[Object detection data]

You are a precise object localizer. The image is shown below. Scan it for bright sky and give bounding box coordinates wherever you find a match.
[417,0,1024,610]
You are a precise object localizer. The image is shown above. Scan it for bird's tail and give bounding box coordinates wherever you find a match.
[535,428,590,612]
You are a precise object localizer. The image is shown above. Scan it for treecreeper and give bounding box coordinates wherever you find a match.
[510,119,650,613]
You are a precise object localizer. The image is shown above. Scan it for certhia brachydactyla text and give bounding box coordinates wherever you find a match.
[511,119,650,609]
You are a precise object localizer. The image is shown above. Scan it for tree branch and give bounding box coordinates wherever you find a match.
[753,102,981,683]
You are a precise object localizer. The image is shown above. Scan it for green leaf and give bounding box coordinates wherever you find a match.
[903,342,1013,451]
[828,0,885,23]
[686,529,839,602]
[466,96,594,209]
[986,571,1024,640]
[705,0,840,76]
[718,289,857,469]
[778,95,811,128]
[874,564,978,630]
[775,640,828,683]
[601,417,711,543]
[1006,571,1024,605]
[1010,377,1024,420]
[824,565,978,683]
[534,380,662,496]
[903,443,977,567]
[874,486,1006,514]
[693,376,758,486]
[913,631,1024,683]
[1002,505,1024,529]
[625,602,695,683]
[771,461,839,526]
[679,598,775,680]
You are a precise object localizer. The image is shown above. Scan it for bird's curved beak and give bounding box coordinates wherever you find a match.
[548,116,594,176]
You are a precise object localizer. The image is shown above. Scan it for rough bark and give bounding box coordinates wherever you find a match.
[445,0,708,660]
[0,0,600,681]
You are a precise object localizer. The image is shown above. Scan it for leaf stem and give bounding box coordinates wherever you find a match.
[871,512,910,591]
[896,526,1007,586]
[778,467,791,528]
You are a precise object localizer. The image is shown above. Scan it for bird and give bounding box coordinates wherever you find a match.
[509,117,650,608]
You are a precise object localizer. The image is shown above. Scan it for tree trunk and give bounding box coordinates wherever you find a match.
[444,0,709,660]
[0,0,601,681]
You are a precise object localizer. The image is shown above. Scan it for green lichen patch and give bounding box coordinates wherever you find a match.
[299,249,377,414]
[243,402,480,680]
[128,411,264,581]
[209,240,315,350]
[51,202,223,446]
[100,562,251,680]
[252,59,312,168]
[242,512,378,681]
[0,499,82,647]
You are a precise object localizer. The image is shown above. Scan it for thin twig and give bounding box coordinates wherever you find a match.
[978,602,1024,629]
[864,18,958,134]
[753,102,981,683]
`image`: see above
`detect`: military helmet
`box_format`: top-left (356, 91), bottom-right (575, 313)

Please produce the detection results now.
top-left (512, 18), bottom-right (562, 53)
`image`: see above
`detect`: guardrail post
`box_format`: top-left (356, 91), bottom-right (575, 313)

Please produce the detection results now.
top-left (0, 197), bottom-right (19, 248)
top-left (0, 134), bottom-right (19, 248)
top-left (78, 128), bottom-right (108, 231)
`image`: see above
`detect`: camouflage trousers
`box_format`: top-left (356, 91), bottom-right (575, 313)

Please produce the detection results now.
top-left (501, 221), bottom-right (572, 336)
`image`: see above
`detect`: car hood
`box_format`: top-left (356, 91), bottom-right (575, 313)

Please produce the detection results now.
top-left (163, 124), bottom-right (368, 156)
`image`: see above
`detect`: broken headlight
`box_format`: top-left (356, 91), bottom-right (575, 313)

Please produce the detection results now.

STATED GOAL:
Reproduce the rows word for word, starting at the line that contains "it for rough" and ending with the line that contains "top-left (163, 124), bottom-right (368, 156)", including both of those lines.

ANSWER TO THE PROBLEM:
You are a precise object localizer. The image is shown above. Scan it for rough bark and give bounding box coordinates wherever you find a match.
[445,0,708,660]
[0,0,600,681]
You are a precise object localizer. The image is shown above. Scan it for leaf stem and give bounding box coordinates wherever you find a match.
[871,512,910,591]
[896,526,1007,586]
[778,467,791,528]
You are a precise object localizer. The image is shown above. Scan it for bird and give bounding box coordinates wherever you find a match.
[509,117,650,608]
You are a precise object localizer. The image is shown above. Scan it for tree trunk and give bounding box coordinates wherever you find a match.
[444,0,709,660]
[0,0,601,681]
You are a precise object localizer. The image is shown above. Scan it for green lichen patch and give bounding box coordinates wherever you find a match.
[299,249,377,414]
[243,402,480,680]
[128,411,264,581]
[209,240,315,350]
[51,202,223,446]
[100,562,251,680]
[252,59,312,168]
[242,512,378,681]
[0,499,82,647]
You are a precise object localizer. The image is shown above. Scan it for thin twig and give bounding box coordinates wherever you find a match.
[978,602,1024,629]
[864,18,958,134]
[753,102,981,683]
`image`: see above
`detect`: military helmet
`box_format`: top-left (356, 91), bottom-right (575, 313)

Please produce the detection results now.
top-left (512, 18), bottom-right (562, 53)
`image`: see above
`detect`: guardrail post
`box_format`: top-left (356, 91), bottom-right (575, 313)

Please produce the detection results now.
top-left (0, 197), bottom-right (19, 248)
top-left (0, 134), bottom-right (19, 248)
top-left (78, 128), bottom-right (108, 231)
`image`: see above
`detect`: camouflage trousers
`box_format`: top-left (356, 91), bottom-right (575, 313)

Please produce the detection results now.
top-left (501, 221), bottom-right (572, 336)
`image`: see above
`detect`: car hood
`box_format`: top-left (356, 91), bottom-right (575, 313)

Please produce the detection results now.
top-left (163, 124), bottom-right (368, 156)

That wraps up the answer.